* _Dokumen_
--*--

Menjamurnya destinasi wisata
terjadi seiring dengan tidak diminatinya sektor pertanian. Meski telah berubah
statusnya menjadi taman nasional yang membuat petani terusir dan tidak bisa
lagi menggarap lahannya, kegiatan usaha pertanian masih tetap eksis di wilayah lereng ciremai oleh sebagain
masyarakat yang masih memiliki lahan milik pribadi di luar wilayah TNGC. Namun
keadaan kembali berubah sejak mulai menjamurnya wisata di kawasan ini, banyak
masyarakat yang melepas dan menjualn tanahnya kepada orang-orang luar desa.
pelepasan tanah pertanian oleh petani disebabkan oleh rendahnya produktivitas
akibat cuaca yang tidak menentu serta sering hancurnya harga pasar, yang mana
seringkali terjadi kenaikan harga input pertanian yang tidak sebanding dengan
kenaikan harga produk pertanian. Ditambah dengan melambungnya harga tanah di
wilayah tersebut yang membuat para petani tergoda untuk melepas tanahnya.

--*--

* _Data yang Diberikan_
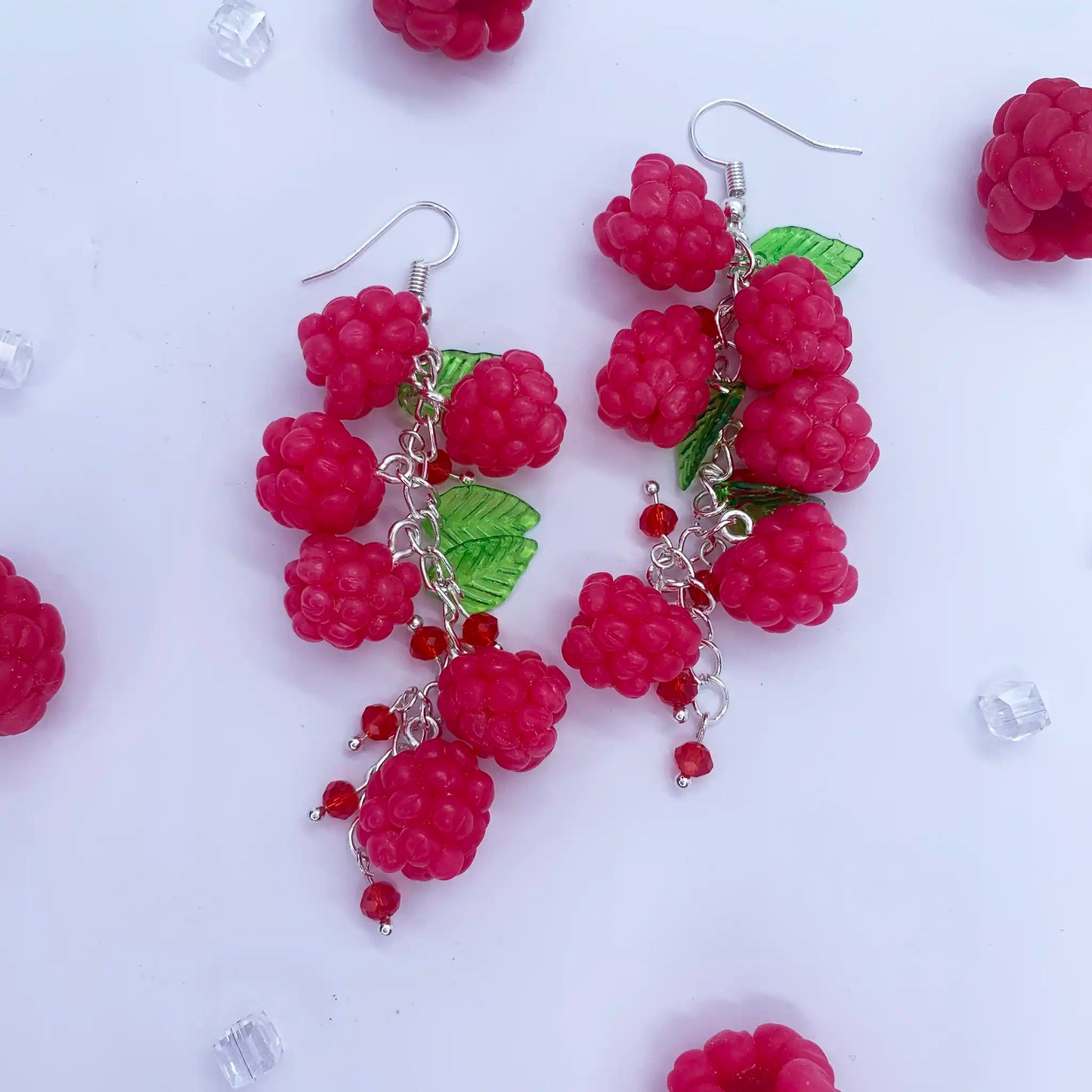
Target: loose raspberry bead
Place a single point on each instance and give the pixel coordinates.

--*--

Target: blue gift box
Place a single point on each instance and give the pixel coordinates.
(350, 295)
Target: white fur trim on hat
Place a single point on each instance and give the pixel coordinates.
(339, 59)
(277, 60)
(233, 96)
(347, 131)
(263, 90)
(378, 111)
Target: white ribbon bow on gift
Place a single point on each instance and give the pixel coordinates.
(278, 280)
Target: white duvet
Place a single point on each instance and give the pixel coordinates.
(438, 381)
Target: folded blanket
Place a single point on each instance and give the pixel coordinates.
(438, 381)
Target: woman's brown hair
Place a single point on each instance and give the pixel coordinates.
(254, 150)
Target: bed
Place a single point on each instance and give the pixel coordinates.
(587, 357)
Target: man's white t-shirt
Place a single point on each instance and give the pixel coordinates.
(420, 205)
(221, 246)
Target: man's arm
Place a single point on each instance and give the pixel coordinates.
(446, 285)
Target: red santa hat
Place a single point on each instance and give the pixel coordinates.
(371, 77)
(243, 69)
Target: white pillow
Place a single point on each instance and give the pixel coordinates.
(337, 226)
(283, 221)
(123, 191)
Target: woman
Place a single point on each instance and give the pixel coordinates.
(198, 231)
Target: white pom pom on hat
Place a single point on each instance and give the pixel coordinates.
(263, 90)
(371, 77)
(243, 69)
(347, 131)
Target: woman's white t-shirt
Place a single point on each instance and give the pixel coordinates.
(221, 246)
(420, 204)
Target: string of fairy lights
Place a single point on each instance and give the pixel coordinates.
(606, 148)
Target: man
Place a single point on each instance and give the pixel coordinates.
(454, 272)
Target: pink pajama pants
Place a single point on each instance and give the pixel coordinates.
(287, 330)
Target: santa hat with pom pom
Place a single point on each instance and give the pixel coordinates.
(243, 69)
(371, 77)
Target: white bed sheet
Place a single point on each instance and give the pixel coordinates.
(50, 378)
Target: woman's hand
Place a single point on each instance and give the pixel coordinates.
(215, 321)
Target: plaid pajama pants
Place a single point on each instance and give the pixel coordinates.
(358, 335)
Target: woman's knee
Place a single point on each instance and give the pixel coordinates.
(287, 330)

--*--

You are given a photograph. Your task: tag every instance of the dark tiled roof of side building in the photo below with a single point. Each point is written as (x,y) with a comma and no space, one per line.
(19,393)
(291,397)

--*--

* _Tugas_
[a] Jawab pertanyaan berikut berdasarkan teks tentang pertanian di lereng Ciremai:
(i) Perubahan status apa yang membuat petani terusir dan tidak bisa lagi menggarap lahannya?
(ii) Kepada siapa banyak masyarakat melepas dan menjual tanahnya?
(iii) Apa yang membuat para petani tergoda untuk melepas tanahnya?
[b] Salin tanpa perubahan bagian teks tentang pertanian di lereng Ciremai, mulai dari "pelepasan tanah pertanian" sampai dengan "untuk melepas tanahnya.".

* _Jawaban_
[a]
(i) Perubahan status menjadi taman nasional.
(ii) Kepada orang-orang luar desa.
(iii) Melambungnya harga tanah di wilayah tersebut.

[b]
pelepasan tanah pertanian oleh petani disebabkan oleh rendahnya produktivitas
akibat cuaca yang tidak menentu serta sering hancurnya harga pasar, yang mana
seringkali terjadi kenaikan harga input pertanian yang tidak sebanding dengan
kenaikan harga produk pertanian. Ditambah dengan melambungnya harga tanah di
wilayah tersebut yang membuat para petani tergoda untuk melepas tanahnya.